## DATA SECTION
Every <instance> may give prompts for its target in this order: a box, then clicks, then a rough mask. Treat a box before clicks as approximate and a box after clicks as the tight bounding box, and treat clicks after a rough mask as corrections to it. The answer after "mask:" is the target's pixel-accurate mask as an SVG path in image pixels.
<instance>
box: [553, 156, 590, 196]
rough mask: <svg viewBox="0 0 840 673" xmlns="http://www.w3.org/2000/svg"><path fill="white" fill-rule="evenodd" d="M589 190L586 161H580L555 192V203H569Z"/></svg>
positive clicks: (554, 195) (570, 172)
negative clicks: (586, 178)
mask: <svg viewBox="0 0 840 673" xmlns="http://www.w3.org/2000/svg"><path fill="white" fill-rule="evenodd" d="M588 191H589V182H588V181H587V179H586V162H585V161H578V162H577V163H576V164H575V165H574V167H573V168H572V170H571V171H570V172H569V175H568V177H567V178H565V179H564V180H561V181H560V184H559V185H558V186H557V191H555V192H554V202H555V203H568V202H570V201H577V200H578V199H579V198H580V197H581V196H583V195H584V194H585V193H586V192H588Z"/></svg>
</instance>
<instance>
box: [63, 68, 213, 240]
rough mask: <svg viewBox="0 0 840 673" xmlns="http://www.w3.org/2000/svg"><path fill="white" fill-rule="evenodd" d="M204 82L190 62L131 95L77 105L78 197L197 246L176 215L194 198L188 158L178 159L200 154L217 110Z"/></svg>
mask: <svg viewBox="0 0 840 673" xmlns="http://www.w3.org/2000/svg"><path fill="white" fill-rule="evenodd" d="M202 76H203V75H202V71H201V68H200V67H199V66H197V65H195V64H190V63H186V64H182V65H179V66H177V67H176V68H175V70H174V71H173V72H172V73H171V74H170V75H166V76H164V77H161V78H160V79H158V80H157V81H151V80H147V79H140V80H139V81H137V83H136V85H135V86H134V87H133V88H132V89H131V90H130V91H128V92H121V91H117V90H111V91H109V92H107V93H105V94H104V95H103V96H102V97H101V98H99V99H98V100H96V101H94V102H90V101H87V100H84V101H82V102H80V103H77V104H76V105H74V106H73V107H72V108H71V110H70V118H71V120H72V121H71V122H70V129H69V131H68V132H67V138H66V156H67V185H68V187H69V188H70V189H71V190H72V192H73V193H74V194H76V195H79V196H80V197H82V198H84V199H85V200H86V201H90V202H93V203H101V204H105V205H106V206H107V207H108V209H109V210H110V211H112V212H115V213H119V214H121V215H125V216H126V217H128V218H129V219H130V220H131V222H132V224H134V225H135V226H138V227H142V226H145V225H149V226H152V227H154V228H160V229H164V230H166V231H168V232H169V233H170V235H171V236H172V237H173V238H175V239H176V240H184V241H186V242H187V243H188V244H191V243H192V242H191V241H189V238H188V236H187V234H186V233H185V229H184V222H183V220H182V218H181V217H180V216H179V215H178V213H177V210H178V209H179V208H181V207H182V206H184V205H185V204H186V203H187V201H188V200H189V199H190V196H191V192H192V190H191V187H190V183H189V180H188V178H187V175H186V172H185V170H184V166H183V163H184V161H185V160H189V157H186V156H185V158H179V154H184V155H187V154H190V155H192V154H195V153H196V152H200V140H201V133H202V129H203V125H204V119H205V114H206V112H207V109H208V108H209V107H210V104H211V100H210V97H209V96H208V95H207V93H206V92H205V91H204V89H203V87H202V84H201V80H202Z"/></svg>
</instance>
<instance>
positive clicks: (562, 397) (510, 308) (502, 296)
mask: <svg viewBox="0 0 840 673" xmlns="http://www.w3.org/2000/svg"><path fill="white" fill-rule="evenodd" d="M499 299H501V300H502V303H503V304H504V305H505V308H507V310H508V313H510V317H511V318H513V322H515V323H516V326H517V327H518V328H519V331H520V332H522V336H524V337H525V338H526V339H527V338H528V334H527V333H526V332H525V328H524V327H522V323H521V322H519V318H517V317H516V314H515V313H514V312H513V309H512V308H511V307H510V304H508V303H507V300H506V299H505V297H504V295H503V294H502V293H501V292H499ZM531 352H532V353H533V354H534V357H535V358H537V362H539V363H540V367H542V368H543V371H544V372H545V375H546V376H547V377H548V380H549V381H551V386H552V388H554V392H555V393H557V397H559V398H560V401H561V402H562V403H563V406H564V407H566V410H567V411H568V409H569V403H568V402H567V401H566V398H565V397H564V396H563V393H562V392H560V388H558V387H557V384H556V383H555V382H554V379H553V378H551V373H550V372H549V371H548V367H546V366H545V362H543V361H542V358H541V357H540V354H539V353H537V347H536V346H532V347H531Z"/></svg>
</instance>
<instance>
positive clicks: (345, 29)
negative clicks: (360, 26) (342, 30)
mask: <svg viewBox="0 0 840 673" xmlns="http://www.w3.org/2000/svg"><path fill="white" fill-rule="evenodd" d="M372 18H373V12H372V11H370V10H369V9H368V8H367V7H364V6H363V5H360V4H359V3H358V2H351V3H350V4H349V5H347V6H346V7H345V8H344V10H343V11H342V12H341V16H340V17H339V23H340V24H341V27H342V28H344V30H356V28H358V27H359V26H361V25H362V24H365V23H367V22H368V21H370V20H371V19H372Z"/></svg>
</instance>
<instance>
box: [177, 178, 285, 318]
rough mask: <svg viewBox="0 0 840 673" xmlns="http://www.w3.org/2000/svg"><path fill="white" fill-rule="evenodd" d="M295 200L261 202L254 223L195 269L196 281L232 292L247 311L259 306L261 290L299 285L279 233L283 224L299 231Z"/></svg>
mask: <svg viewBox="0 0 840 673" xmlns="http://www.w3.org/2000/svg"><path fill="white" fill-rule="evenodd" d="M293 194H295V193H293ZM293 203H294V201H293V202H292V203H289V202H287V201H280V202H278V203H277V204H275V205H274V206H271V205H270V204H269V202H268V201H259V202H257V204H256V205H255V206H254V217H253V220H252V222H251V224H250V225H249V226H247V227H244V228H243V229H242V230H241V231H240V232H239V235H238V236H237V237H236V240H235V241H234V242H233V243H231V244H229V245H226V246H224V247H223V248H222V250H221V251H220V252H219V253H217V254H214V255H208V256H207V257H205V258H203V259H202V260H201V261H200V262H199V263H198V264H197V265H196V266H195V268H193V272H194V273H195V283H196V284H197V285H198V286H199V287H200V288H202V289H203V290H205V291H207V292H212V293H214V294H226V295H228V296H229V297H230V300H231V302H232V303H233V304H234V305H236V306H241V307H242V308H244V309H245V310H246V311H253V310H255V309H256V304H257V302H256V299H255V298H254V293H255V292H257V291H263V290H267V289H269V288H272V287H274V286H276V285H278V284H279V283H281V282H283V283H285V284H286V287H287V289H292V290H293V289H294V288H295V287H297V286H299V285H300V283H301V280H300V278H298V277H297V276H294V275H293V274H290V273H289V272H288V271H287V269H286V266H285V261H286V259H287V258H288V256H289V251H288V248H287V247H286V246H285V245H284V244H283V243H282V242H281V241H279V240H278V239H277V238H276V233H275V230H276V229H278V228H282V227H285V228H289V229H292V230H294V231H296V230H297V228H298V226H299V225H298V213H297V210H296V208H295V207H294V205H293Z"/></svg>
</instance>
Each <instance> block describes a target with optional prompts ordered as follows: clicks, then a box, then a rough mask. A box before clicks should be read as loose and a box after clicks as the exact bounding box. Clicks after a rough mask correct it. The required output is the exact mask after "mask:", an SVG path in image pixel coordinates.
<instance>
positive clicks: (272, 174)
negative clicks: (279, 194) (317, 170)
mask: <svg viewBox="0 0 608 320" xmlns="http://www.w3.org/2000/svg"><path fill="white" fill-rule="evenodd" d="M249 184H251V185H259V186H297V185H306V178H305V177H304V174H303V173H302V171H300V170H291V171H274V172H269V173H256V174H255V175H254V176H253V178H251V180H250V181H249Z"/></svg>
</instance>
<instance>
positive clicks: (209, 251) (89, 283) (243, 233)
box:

---

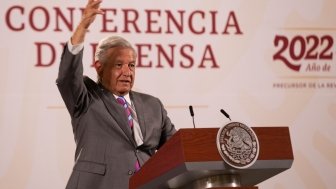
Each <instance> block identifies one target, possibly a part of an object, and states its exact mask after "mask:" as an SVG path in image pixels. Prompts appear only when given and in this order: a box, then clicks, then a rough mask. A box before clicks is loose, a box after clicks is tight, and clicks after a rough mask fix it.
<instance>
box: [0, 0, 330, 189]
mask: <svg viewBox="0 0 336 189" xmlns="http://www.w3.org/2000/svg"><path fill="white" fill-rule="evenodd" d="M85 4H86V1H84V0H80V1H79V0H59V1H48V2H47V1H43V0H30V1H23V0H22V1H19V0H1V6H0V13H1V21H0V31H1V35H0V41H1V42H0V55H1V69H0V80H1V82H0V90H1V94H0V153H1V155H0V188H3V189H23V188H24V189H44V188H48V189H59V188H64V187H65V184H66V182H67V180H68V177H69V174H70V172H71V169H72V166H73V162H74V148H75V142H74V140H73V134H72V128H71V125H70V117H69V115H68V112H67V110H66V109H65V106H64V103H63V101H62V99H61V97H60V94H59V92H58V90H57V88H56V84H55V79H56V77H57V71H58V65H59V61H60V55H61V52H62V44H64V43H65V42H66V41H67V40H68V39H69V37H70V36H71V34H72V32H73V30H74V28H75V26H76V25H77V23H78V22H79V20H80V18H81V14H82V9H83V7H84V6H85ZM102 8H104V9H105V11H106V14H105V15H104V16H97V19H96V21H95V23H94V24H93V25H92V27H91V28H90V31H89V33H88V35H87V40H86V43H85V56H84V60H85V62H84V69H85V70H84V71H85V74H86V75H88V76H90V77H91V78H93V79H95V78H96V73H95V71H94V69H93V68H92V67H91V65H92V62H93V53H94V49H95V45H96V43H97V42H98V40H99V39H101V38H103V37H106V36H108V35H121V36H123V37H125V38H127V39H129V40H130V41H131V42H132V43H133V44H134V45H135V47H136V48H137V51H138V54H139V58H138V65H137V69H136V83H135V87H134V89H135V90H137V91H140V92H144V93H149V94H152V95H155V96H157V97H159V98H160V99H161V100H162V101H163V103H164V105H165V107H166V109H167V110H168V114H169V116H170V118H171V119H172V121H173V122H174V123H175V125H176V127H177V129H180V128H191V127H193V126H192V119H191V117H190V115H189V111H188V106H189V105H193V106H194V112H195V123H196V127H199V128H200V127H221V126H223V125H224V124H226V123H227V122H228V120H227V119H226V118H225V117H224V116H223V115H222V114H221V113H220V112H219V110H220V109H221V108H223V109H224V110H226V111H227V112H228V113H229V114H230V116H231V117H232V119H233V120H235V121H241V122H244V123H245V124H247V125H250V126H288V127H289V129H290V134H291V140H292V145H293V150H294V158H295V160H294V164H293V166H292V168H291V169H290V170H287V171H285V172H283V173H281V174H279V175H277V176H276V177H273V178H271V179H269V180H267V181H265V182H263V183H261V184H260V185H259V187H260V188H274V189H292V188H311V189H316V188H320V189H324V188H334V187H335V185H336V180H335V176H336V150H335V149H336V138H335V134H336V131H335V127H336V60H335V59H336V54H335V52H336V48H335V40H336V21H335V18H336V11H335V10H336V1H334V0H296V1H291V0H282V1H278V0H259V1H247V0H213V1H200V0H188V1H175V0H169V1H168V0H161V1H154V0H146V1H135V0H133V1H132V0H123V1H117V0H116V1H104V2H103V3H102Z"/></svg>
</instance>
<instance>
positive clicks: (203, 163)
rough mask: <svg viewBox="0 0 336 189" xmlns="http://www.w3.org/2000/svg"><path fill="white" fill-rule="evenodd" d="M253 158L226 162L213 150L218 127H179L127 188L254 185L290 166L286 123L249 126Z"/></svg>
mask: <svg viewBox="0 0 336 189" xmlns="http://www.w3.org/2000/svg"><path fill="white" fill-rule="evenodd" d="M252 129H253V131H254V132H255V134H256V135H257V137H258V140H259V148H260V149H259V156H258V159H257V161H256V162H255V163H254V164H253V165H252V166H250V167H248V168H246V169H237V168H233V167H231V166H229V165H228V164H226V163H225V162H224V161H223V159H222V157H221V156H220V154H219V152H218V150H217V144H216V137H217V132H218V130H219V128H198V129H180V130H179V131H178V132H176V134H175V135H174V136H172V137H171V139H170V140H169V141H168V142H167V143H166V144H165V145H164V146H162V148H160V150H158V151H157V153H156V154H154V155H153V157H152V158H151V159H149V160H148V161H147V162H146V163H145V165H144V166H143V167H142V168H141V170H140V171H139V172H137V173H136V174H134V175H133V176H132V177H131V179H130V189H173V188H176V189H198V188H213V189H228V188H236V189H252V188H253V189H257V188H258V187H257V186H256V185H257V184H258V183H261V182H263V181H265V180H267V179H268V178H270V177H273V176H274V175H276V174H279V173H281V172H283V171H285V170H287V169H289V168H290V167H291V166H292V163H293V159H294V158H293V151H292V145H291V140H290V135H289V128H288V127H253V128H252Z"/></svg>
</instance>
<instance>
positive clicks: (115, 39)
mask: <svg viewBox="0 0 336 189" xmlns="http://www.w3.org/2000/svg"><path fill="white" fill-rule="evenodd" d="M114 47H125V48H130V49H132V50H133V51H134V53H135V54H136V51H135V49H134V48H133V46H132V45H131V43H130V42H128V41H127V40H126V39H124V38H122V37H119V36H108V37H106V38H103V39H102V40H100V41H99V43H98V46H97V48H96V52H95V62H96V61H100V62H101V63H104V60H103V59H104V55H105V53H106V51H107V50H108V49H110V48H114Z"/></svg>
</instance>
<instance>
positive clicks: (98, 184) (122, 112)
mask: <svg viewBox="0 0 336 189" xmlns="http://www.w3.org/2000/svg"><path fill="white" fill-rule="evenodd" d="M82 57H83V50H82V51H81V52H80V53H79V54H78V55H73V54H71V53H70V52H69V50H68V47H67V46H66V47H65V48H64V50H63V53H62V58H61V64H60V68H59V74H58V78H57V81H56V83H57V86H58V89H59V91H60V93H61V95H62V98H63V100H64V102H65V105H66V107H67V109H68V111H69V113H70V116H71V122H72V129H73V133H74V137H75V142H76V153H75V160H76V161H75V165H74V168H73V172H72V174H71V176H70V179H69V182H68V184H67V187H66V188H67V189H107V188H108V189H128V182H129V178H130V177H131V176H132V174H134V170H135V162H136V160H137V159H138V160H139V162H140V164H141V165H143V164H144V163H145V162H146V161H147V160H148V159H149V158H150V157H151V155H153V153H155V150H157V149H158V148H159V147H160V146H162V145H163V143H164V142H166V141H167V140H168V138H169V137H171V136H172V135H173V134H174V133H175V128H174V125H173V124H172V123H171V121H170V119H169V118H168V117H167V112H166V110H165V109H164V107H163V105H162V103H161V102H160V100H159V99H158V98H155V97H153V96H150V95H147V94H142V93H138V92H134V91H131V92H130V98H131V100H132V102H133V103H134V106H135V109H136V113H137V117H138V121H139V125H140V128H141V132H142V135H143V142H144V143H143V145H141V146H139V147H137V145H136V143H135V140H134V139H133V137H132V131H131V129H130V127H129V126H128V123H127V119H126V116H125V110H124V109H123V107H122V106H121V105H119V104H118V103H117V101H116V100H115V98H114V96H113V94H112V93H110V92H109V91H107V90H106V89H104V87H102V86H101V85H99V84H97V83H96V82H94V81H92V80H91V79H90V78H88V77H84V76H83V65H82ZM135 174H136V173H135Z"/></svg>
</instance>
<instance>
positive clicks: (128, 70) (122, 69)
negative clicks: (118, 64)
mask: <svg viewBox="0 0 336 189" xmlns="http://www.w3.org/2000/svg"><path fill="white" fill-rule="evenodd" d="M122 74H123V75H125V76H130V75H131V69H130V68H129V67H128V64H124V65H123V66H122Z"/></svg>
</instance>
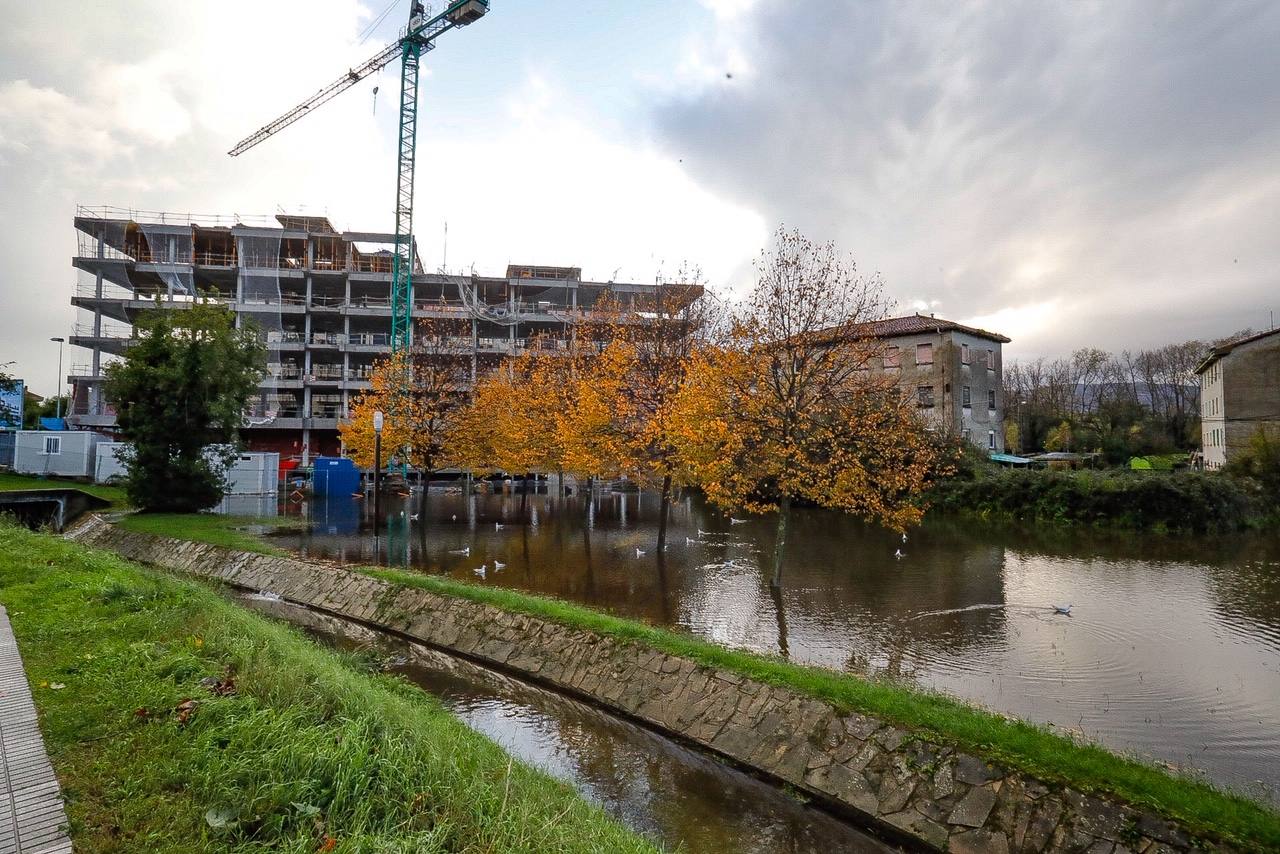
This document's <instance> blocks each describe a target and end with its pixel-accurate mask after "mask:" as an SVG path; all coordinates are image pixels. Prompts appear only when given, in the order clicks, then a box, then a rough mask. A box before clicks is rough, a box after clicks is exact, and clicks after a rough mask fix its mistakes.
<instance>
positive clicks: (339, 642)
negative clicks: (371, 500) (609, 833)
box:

## YOUR INSTRUCTIONS
The response should hold exactly the lines starting at the line with "Every <instance> may" and ending at the line with "box: [63, 68, 213, 240]", and no other line of the material above.

## EXERCISE ANSWER
Every <instance> may give prompts for its target in this order: a box, then clicks, then a rough mask. Treat a box before clicks as approximate and a box after clicks as the tight bounding box, and treat clicks after a rough mask as corrections to it. The answer after "mask:" is the target's pixel-accurate mask as an SVG path in image pixels.
<instance>
box: [553, 156, 590, 196]
rough mask: <svg viewBox="0 0 840 673" xmlns="http://www.w3.org/2000/svg"><path fill="white" fill-rule="evenodd" d="M589 190L586 161H580L555 192V203H569Z"/></svg>
positive clicks: (554, 195) (570, 172)
negative clicks: (586, 178)
mask: <svg viewBox="0 0 840 673" xmlns="http://www.w3.org/2000/svg"><path fill="white" fill-rule="evenodd" d="M588 191H589V182H588V181H587V179H586V162H585V161H578V162H577V163H576V164H575V165H574V167H573V168H572V170H571V171H570V172H569V175H568V177H567V178H565V179H564V180H561V181H560V184H559V185H558V186H557V191H555V192H554V202H555V203H568V202H570V201H577V200H578V199H579V198H580V197H581V196H583V195H584V194H585V193H586V192H588Z"/></svg>
</instance>
<instance>
box: [63, 68, 213, 240]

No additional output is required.